* _What you need to do_:
Once you find the line that contains "Each matching instance of the rocket" in the entries below, give it again along with every following line, unchanged, through the final one.

'''

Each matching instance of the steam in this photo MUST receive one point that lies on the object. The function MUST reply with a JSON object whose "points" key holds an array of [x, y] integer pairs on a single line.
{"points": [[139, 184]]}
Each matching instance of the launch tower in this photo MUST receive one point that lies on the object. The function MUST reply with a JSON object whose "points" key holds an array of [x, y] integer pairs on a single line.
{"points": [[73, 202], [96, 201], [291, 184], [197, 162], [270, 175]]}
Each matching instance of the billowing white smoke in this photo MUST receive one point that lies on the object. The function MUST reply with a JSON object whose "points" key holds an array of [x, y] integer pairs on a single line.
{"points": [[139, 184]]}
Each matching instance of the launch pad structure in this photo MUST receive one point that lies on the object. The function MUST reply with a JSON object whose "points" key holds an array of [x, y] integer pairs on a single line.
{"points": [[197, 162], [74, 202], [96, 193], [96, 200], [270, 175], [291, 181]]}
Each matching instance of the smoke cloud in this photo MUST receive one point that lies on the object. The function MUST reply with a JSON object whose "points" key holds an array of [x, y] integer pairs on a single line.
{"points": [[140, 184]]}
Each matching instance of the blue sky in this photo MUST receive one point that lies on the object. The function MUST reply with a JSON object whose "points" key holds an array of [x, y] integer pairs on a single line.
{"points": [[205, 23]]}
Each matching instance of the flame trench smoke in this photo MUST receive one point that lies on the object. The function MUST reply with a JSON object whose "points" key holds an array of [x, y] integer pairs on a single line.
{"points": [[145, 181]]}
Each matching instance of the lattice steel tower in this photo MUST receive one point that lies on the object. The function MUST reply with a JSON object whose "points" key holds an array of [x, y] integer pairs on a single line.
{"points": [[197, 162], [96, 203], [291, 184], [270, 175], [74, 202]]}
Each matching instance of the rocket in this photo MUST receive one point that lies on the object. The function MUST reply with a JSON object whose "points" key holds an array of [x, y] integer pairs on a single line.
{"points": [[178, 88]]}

'''

* _Exercise output_:
Each matching instance of the rocket in this photo MUST receive one point that lies on the object. The function MUST reply with a JSON object whose "points" key holds an array of [x, y] integer pairs on a single line.
{"points": [[178, 88]]}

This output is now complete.